(Position identification records)
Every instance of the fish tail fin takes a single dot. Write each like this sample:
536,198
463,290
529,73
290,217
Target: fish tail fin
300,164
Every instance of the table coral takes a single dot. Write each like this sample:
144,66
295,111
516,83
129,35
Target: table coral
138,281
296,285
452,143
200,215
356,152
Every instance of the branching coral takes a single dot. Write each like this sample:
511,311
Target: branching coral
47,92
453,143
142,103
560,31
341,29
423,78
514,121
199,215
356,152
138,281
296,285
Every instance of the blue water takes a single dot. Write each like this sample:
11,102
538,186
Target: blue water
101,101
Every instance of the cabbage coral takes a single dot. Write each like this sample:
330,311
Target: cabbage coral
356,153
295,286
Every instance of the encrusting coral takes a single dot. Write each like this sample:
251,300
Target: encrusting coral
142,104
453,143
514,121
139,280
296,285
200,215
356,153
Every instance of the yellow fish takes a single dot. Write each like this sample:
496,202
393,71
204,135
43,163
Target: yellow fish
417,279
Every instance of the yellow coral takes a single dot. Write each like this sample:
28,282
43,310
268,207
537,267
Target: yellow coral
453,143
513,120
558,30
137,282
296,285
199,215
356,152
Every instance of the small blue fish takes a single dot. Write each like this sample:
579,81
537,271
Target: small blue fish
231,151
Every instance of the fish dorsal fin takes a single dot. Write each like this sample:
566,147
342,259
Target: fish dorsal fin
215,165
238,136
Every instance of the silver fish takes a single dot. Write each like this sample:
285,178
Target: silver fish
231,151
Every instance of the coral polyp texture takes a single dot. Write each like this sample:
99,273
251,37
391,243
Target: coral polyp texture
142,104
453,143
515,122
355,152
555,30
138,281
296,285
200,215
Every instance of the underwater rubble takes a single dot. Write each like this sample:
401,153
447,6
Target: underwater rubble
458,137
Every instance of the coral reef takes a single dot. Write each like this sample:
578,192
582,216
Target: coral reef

Exercise task
Transfer every line, beginning at the line that has "Every instance of the underwater" and stopping after the last line of the records, adding 56 to each number in the answer coordinates. Leave the sample coordinates as they are.

Written solution
Every instance of the underwater rubble takes a single dot. Write each like this sample:
401,153
447,6
Target: underwater rubble
514,193
Every instance of the coral reef takes a single dot. Write each like this sample:
578,192
582,216
Target: coral reef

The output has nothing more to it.